What is required: Reproduce verbatim the stretch of the column on Walter Payton from "Walter Jerry Payton, born" through "it hurt him.".

+++ Supplied passage +++

Sports writer Rick Cleveland talks about football great Walter Payton’s death 20 years later
Walter Payton died 20 years ago today – 20 years, and I still can’t believe he’s gone.
Walter Jerry Payton, born July 25, 1954, in Columbia, was the best football player I ever saw. Period. He could run it, he could catch it, he could kick it, he could punt it, and he could throw it. And he was the best blocking running back I ever saw, as well. He knocked 285-pound defensive ends backwards. Running with the football surely was what he did best. He could run between the tackles and he could run wide. Had he not been so valuable as an offensive player, he surely would have been the best strong safety ever. He was made for physical contact. When you tackled him, it hurt you worse than it hurt him.
I asked D.D. Lewis one time who was the toughest man he ever had to tackle. D.D. didn’t hesitate.
“Walter Payton,” D.D. answered. “It was like tackling a 215-pound bowling ball. It hurt. I mean, it really hurt.”
Walter and I were from the same neck of the woods, he from Columbia and I from Hattiesburg. I was about 21 months older than he, and was working as a teenaged sportswriter for the Hattiesburg American when he began to play football for the Columbia Wildcats. Columbia was on the outskirts of our circulation area, but we had a stringer who called in the report of the Columbia games every Friday night.
Her name was Eva B. Beets, and she had a drawl that was so rich, so Southern and so molasses-slow she could make football into a four-syllable word. “Rickey,” she’d begin every Friday night, “you are not going to believe what that Payton boy went and did tonight.”

+++ Raw data +++

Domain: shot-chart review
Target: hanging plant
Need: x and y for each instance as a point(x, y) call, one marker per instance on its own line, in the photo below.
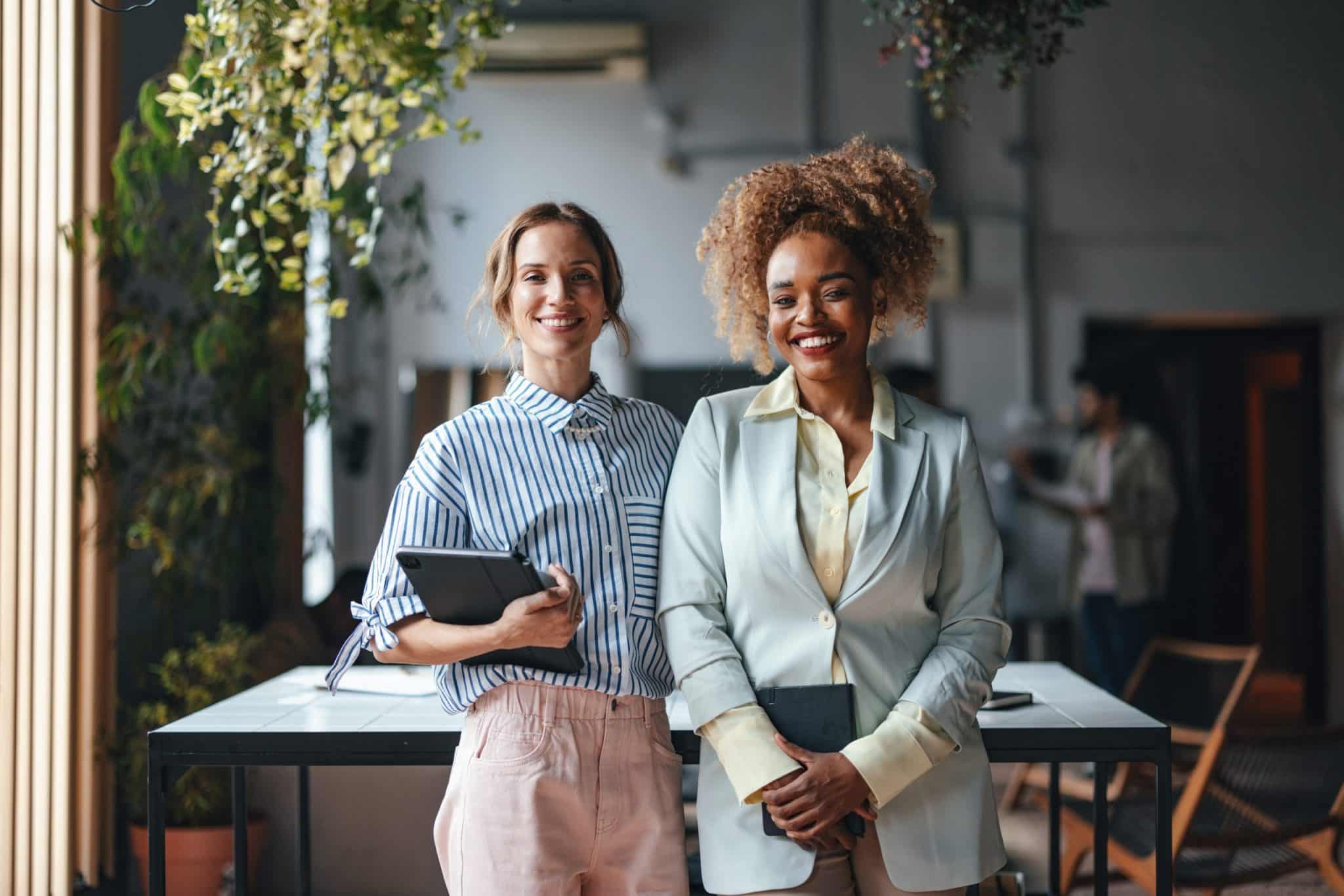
point(952, 38)
point(261, 78)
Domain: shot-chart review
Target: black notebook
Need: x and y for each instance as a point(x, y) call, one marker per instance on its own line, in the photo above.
point(472, 587)
point(818, 718)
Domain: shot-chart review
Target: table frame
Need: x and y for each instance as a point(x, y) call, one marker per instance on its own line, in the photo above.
point(171, 752)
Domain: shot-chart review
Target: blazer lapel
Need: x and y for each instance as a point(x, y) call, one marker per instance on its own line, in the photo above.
point(895, 469)
point(770, 448)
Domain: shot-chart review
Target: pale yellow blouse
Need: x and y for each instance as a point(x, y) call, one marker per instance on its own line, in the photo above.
point(909, 741)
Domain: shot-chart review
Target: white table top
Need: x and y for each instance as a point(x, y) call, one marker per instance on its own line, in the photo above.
point(296, 703)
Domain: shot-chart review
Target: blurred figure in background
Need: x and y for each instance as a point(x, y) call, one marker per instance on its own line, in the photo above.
point(919, 382)
point(1120, 493)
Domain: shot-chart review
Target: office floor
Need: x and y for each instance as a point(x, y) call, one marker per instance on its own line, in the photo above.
point(1024, 837)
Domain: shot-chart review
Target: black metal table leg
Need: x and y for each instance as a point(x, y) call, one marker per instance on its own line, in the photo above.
point(1054, 829)
point(303, 871)
point(240, 830)
point(158, 809)
point(1101, 829)
point(1164, 823)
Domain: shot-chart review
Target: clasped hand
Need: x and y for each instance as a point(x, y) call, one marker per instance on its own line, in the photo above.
point(809, 805)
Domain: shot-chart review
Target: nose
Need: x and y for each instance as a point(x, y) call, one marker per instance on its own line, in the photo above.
point(559, 292)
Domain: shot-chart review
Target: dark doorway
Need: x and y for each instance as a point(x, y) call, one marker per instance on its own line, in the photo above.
point(1241, 407)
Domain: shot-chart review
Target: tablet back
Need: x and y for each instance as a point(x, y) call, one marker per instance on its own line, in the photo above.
point(472, 587)
point(816, 718)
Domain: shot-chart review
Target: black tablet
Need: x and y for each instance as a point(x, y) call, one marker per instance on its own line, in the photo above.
point(816, 718)
point(472, 587)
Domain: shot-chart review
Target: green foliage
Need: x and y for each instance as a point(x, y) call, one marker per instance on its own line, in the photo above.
point(191, 378)
point(952, 38)
point(186, 680)
point(260, 77)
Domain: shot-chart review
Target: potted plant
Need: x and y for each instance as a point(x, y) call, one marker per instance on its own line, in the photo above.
point(203, 245)
point(200, 833)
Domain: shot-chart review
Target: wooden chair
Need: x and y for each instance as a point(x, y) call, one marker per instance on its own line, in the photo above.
point(1258, 805)
point(1191, 685)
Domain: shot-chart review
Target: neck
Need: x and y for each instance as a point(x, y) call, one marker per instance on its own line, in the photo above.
point(837, 399)
point(569, 378)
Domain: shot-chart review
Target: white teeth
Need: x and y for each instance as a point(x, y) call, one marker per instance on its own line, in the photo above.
point(818, 342)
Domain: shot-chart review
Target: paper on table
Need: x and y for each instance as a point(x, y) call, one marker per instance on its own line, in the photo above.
point(401, 682)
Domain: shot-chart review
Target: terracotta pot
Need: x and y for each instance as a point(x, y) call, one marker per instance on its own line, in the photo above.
point(195, 857)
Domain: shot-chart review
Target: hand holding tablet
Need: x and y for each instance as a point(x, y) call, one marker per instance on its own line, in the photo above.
point(480, 587)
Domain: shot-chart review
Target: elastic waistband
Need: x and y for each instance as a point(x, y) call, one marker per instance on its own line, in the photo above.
point(554, 702)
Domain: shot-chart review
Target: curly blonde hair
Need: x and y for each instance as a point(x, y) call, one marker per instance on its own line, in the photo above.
point(860, 193)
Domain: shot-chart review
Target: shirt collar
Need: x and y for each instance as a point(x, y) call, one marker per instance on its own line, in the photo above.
point(595, 409)
point(781, 396)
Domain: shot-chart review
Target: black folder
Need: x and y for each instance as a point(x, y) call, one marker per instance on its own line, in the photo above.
point(472, 587)
point(816, 718)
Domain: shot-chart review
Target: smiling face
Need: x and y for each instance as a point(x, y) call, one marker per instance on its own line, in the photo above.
point(556, 301)
point(820, 306)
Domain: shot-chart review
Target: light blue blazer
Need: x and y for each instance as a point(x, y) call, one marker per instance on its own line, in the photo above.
point(919, 619)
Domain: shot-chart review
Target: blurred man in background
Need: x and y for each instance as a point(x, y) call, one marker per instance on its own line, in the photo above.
point(1118, 492)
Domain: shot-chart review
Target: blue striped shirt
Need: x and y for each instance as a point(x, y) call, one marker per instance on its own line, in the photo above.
point(577, 484)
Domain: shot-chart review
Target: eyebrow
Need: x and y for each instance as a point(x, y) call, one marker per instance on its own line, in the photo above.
point(835, 274)
point(577, 261)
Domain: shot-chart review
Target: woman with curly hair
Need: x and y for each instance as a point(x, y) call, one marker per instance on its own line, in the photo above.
point(826, 529)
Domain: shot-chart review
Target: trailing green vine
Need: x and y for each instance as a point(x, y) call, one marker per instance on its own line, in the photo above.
point(260, 78)
point(952, 38)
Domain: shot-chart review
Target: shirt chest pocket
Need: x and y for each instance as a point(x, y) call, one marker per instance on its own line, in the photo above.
point(642, 520)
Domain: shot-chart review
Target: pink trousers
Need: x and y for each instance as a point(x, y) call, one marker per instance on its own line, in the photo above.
point(564, 792)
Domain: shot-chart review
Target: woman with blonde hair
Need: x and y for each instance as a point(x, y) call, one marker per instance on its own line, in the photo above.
point(562, 783)
point(827, 529)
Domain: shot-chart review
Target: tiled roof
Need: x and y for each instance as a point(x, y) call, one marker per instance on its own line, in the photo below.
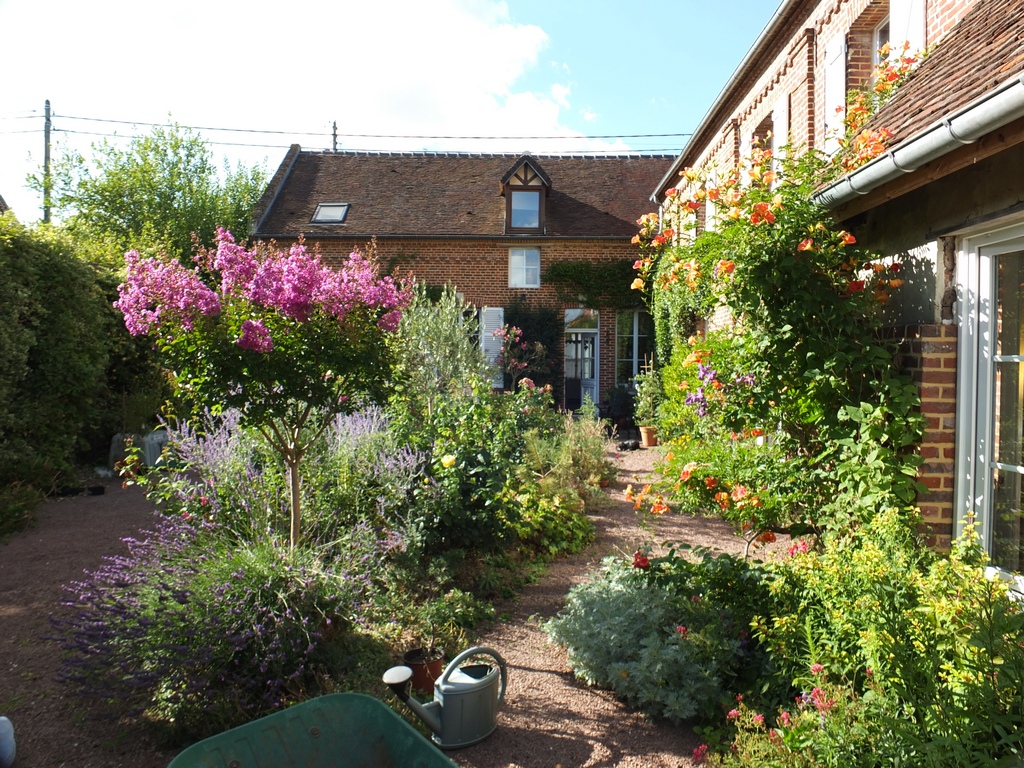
point(454, 195)
point(985, 49)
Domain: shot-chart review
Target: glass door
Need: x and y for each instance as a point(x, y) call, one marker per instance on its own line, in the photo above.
point(1007, 465)
point(582, 354)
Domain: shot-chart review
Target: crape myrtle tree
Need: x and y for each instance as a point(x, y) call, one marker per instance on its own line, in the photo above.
point(278, 335)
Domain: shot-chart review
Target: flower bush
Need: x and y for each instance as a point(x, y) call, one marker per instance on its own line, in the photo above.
point(274, 335)
point(859, 144)
point(670, 634)
point(803, 365)
point(201, 636)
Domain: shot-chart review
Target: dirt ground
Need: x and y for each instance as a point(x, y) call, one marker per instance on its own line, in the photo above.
point(548, 719)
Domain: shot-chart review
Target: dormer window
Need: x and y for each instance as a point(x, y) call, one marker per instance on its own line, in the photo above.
point(524, 210)
point(330, 213)
point(525, 188)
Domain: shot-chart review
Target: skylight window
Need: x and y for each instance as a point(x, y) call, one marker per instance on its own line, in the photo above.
point(330, 213)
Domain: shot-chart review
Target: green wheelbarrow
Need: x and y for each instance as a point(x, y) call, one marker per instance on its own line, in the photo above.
point(339, 730)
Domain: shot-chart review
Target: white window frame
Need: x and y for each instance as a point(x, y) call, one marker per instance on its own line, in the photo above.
point(878, 41)
point(973, 494)
point(834, 95)
point(907, 22)
point(520, 273)
point(634, 336)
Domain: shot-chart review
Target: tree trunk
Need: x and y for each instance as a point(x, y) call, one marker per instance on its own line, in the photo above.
point(294, 486)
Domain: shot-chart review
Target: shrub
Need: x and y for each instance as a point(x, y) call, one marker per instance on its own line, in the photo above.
point(53, 349)
point(199, 635)
point(668, 635)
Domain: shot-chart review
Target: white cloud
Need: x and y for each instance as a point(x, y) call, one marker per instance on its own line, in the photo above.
point(560, 94)
point(392, 67)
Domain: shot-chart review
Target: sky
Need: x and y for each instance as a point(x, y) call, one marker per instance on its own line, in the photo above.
point(541, 76)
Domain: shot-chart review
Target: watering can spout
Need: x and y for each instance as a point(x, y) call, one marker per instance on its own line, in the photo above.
point(466, 697)
point(397, 679)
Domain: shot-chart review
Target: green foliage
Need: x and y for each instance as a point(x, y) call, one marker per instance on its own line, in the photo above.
point(648, 397)
point(155, 196)
point(437, 354)
point(891, 645)
point(669, 635)
point(593, 284)
point(804, 364)
point(54, 330)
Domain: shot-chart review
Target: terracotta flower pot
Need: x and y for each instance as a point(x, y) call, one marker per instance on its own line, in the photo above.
point(648, 436)
point(427, 665)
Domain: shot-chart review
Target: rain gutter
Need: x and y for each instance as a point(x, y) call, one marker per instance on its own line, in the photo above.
point(965, 126)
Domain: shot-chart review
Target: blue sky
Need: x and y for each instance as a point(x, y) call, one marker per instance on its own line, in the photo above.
point(402, 72)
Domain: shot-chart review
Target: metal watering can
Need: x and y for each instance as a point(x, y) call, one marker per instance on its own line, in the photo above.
point(466, 698)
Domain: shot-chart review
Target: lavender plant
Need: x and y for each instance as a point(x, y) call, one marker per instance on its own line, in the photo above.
point(198, 636)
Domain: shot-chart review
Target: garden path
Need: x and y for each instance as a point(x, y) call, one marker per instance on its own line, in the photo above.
point(548, 719)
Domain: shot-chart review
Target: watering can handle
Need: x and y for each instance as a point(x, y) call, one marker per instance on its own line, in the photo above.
point(479, 650)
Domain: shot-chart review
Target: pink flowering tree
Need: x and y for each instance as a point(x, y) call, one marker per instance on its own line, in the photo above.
point(278, 335)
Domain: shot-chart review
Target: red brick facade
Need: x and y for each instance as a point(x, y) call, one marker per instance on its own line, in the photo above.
point(930, 355)
point(478, 269)
point(783, 82)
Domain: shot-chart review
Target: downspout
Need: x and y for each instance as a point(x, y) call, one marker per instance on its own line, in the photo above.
point(996, 108)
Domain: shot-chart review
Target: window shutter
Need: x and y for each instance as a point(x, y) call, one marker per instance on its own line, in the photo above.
point(493, 317)
point(835, 92)
point(906, 22)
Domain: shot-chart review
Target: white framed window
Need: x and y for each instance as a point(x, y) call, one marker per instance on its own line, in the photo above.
point(907, 23)
point(880, 37)
point(835, 93)
point(989, 483)
point(524, 267)
point(524, 209)
point(634, 337)
point(330, 213)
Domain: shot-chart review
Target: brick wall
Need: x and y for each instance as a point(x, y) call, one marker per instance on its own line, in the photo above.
point(797, 73)
point(930, 354)
point(479, 269)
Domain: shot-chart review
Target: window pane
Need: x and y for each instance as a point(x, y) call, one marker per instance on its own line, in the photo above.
point(524, 267)
point(525, 210)
point(1009, 413)
point(1007, 520)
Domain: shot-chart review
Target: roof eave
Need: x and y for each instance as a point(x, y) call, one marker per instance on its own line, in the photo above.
point(993, 110)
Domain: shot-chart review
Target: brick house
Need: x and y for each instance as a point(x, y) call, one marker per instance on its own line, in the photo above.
point(497, 227)
point(946, 199)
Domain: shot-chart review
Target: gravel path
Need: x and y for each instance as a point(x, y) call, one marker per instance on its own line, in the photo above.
point(548, 718)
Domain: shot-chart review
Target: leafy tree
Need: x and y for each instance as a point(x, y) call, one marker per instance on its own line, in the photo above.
point(158, 194)
point(279, 336)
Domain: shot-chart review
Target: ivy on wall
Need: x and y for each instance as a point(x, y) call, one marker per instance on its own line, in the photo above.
point(595, 284)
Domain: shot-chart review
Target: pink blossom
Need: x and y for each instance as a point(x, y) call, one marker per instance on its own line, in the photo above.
point(158, 293)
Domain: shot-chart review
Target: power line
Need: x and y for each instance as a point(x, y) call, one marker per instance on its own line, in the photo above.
point(382, 135)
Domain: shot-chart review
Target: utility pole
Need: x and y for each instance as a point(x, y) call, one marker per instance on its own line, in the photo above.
point(46, 165)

+++

Reply:
Walter Jerry Payton, born July 25, 1954, in Columbia, was the best football player I ever saw. Period. He could run it, he could catch it, he could kick it, he could punt it, and he could throw it. And he was the best blocking running back I ever saw, as well. He knocked 285-pound defensive ends backwards. Running with the football surely was what he did best. He could run between the tackles and he could run wide. Had he not been so valuable as an offensive player, he surely would have been the best strong safety ever. He was made for physical contact. When you tackled him, it hurt you worse than it hurt him.